*DATASET EXTRACT*
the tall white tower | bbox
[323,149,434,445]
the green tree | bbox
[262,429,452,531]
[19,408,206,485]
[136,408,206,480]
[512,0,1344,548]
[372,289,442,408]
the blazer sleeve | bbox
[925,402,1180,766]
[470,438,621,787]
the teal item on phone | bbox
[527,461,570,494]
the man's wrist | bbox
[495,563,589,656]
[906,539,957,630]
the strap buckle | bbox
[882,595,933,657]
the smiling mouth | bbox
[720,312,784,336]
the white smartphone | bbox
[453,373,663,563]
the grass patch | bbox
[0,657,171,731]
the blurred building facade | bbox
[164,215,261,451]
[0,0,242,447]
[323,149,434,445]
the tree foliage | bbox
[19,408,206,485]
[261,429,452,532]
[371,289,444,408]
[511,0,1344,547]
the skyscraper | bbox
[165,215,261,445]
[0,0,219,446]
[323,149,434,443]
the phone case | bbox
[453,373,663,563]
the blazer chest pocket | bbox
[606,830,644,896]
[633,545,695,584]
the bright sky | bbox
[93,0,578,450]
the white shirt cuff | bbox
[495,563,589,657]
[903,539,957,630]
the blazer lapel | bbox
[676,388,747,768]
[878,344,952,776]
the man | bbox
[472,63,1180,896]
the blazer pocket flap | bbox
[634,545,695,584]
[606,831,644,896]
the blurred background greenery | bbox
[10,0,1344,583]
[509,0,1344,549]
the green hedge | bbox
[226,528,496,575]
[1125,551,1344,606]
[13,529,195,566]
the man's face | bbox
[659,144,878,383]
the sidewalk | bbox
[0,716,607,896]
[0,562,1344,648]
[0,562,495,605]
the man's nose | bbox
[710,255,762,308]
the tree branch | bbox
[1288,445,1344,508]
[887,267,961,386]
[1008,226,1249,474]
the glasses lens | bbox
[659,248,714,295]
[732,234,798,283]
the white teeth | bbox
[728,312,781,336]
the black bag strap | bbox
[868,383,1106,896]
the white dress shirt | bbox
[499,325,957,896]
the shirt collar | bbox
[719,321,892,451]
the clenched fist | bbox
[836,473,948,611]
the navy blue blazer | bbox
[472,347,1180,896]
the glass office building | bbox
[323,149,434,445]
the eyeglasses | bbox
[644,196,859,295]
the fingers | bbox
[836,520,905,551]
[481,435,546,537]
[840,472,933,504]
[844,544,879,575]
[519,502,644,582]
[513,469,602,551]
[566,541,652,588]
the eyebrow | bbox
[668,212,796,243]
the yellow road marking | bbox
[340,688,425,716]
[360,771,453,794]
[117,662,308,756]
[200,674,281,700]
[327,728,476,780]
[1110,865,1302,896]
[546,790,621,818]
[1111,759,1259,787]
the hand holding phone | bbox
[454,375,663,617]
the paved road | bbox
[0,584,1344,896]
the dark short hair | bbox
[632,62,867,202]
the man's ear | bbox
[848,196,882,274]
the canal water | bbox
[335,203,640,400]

*GIVEN REQUEST*
Every record above should be copied exactly.

*SOLUTION*
the tall white tower | bbox
[323,149,434,445]
the green tree | bbox
[262,429,452,531]
[19,408,206,485]
[136,408,206,480]
[512,0,1344,548]
[372,289,442,408]
the blazer sleeve | bbox
[925,402,1180,766]
[470,438,621,787]
the teal item on phone | bbox
[527,461,570,494]
the man's wrist | bbox
[495,563,589,656]
[906,539,957,630]
the strap buckle | bbox
[882,595,933,657]
the smiling mouth | bbox
[720,312,784,336]
the white smartphone | bbox
[453,373,663,563]
the grass patch | bbox
[0,657,171,731]
the blurred building facade | bbox
[164,215,261,451]
[0,0,242,447]
[323,149,434,445]
the tree foliage | bbox
[19,408,206,485]
[261,429,452,532]
[371,289,444,408]
[511,0,1344,547]
the skyscraper | bbox
[165,215,261,445]
[0,0,219,446]
[323,149,434,443]
the phone case | bbox
[453,373,663,563]
the blazer chest pocket | bbox
[606,830,644,896]
[633,545,695,584]
the bright sky | bbox
[93,0,578,450]
the white shirt cuff | bbox
[495,563,589,657]
[903,539,957,630]
the blazer lapel | bbox
[676,388,747,768]
[878,344,952,776]
the man | bbox
[472,63,1180,896]
the blazer pocket flap | bbox
[634,545,695,584]
[606,831,644,896]
the blurred background greenery | bbox
[10,0,1344,583]
[509,0,1344,549]
the green hedge | bbox
[226,528,496,575]
[1125,551,1344,606]
[13,529,195,566]
the man's face | bbox
[659,144,878,383]
the sidewalk | bbox
[0,716,607,896]
[0,562,1344,648]
[0,562,495,605]
the man's nose | bbox
[710,255,762,308]
the tree branch | bbox
[1288,445,1344,508]
[887,267,961,386]
[1008,226,1249,474]
the glasses lens | bbox
[659,248,714,295]
[732,234,798,283]
the white teeth | bbox
[728,312,781,336]
the black bag strap | bbox
[868,383,1106,896]
the white dress shirt | bbox
[499,325,957,896]
the shirt collar | bbox
[719,321,892,451]
the clenched fist | bbox
[836,473,948,611]
the navy blue blazer | bbox
[472,347,1180,896]
the glass office building | bbox
[323,149,434,445]
the eyeglasses | bbox
[644,196,859,295]
the fingers | bbox
[836,520,905,551]
[481,435,546,537]
[840,472,933,504]
[844,544,879,575]
[519,502,644,582]
[513,469,602,551]
[566,541,652,588]
the eyebrow | bbox
[668,212,796,243]
the yellow road marking | bbox
[340,688,425,716]
[360,771,453,794]
[117,662,308,756]
[200,674,281,700]
[327,728,476,780]
[1110,865,1302,896]
[546,790,621,818]
[1111,759,1259,787]
the hand holding phone | bbox
[454,375,663,617]
the paved road | bbox
[0,584,1344,896]
the dark short hair | bbox
[632,62,867,202]
the man's ear | bbox
[848,196,882,274]
the canal water | bbox
[335,203,640,400]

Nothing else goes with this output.